Update the stretch from the line containing "task: trace the outline of the white building" through the end of the records, replacing "hillside" with "hilltop" and leaving everything else the same.
— Start Material —
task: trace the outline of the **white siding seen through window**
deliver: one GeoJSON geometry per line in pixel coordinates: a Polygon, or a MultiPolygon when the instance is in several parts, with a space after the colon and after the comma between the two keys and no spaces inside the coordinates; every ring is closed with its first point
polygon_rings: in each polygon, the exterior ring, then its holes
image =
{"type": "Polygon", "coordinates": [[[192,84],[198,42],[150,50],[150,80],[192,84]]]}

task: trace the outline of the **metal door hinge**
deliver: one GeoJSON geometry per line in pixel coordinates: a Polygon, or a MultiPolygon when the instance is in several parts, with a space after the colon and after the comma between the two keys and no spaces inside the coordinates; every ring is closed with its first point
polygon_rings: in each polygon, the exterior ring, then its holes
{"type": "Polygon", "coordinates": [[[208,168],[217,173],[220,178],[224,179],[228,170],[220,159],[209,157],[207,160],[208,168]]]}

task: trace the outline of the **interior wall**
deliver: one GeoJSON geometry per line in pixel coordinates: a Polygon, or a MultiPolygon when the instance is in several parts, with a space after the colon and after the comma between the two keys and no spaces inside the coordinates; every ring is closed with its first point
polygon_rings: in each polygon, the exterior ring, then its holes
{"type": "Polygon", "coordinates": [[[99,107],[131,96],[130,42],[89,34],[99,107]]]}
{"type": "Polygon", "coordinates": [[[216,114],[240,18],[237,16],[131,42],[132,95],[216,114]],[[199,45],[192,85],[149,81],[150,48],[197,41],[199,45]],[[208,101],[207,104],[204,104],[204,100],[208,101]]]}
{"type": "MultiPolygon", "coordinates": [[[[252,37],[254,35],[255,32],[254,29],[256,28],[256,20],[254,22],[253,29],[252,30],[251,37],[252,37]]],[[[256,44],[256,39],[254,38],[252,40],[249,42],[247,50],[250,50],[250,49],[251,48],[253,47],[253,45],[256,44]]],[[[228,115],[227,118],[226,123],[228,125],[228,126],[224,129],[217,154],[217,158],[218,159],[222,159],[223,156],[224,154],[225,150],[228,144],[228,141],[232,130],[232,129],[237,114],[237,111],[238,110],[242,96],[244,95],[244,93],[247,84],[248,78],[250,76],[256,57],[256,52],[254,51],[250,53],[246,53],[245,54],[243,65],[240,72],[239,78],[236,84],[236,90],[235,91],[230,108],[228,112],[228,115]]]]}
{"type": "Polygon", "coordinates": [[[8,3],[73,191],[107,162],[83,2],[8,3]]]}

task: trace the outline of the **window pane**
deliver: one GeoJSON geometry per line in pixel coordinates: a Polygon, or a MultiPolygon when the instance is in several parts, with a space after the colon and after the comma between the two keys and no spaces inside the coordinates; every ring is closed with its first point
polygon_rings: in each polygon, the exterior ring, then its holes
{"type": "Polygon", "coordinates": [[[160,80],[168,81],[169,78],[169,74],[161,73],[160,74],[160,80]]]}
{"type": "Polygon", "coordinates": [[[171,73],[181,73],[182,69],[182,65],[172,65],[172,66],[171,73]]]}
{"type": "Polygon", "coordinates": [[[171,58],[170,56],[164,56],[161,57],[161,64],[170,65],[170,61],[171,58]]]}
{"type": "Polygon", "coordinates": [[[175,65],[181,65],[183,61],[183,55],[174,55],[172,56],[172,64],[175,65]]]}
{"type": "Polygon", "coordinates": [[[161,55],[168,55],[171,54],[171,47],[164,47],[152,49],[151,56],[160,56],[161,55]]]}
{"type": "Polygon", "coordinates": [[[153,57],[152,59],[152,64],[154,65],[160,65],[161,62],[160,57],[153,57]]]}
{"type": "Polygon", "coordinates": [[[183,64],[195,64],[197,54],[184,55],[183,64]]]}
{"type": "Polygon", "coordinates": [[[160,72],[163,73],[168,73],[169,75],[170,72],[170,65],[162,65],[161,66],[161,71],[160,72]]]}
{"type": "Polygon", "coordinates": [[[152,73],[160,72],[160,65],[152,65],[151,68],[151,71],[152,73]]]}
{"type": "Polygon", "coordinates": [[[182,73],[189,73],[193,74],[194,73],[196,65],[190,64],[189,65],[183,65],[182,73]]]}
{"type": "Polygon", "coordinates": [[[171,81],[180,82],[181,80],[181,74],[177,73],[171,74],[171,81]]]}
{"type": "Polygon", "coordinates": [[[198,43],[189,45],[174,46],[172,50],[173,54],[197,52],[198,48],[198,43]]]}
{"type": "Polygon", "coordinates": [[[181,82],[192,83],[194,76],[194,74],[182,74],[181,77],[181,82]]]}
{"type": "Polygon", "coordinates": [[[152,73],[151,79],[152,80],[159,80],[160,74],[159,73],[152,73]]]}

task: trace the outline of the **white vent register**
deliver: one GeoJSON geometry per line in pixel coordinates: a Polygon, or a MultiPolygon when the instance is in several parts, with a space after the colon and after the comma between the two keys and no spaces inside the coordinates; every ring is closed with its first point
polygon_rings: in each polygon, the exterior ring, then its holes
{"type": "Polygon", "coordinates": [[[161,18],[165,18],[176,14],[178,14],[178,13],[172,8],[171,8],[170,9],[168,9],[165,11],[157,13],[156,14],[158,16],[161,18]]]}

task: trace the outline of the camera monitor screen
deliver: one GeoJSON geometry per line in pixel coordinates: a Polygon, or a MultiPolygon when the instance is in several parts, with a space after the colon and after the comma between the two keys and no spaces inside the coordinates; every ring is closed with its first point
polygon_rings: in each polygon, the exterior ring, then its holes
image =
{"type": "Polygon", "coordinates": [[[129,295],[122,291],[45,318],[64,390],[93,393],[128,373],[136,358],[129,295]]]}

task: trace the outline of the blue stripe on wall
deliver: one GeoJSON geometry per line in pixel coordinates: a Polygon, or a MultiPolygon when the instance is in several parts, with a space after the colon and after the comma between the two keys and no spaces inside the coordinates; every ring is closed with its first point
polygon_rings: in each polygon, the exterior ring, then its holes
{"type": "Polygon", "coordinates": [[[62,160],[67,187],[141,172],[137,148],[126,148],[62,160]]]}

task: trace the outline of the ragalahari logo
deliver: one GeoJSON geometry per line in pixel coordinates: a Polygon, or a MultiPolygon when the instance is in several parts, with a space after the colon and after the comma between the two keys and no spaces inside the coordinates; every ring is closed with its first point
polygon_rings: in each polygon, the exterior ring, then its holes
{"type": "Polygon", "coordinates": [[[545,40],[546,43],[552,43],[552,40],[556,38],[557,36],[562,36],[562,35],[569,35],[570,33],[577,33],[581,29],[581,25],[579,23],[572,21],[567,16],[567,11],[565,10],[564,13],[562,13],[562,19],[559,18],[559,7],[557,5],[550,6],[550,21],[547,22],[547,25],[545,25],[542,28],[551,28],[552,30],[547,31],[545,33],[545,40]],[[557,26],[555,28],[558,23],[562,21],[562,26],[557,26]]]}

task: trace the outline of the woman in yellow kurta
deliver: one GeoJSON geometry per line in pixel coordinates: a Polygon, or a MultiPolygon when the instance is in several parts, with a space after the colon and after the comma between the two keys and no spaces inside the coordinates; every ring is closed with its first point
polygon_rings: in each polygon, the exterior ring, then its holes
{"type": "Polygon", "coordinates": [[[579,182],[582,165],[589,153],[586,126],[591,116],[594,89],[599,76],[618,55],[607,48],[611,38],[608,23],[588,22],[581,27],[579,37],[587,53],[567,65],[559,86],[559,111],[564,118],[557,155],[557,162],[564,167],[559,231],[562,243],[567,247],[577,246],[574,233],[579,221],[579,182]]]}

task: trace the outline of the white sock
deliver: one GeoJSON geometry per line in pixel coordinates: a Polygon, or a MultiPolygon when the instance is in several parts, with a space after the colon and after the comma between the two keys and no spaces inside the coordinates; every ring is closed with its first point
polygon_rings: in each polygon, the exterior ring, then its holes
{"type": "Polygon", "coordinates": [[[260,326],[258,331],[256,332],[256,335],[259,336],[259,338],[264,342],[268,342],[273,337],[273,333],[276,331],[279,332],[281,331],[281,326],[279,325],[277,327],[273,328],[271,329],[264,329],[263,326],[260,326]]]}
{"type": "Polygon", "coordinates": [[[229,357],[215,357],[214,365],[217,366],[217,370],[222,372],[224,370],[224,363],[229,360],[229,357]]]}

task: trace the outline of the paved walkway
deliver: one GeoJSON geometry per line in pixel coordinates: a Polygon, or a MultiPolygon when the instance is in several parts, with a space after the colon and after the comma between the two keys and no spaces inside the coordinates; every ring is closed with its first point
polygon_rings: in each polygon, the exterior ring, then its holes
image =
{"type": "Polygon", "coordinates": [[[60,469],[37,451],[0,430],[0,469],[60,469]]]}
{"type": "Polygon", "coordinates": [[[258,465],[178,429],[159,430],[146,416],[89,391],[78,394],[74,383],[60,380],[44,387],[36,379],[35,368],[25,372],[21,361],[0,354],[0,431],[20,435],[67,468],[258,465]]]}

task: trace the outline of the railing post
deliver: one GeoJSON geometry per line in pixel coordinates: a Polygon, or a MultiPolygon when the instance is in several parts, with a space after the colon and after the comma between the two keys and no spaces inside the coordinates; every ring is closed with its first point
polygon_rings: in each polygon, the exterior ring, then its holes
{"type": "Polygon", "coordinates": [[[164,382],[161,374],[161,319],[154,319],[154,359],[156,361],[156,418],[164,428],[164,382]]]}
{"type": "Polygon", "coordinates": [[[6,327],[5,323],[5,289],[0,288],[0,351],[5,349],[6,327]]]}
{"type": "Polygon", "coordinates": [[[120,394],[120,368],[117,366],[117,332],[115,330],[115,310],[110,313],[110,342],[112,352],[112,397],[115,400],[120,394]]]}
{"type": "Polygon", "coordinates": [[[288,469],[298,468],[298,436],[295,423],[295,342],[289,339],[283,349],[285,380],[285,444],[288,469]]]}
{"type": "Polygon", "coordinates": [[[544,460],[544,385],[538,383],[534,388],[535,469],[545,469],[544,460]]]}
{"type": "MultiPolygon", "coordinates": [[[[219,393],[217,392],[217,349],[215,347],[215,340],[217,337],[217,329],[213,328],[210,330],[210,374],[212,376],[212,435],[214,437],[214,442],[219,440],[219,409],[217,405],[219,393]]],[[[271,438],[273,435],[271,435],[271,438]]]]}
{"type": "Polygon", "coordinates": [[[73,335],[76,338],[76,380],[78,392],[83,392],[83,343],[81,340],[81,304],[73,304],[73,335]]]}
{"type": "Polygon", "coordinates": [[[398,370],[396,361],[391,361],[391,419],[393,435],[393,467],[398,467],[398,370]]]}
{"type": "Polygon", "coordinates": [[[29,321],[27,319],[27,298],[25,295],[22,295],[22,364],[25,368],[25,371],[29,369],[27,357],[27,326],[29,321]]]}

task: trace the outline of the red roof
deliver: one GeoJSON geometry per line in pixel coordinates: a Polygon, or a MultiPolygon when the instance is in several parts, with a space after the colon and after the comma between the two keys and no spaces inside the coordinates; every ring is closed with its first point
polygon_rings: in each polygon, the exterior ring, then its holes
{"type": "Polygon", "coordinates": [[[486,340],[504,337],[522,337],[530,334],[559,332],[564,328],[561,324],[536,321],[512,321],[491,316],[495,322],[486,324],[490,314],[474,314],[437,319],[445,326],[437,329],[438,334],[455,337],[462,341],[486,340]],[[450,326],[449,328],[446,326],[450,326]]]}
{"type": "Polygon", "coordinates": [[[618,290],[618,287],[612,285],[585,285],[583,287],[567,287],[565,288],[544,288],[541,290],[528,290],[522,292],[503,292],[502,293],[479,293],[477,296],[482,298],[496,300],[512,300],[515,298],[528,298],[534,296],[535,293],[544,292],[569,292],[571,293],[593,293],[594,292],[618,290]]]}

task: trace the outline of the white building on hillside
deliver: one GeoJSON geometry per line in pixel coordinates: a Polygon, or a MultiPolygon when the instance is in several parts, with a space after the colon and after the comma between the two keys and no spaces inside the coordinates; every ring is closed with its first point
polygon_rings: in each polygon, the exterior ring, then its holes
— End Material —
Worked answer:
task: trace the outline of the white building on hilltop
deliver: one GeoJSON geometry per line in pixel coordinates: a Polygon, or a MultiPolygon when the instance is in several parts, with a space after the colon and after the comma between the two keys and no spaces inside the coordinates; every ring is closed with its first point
polygon_rings: in each polygon, the exterior ring, then its holes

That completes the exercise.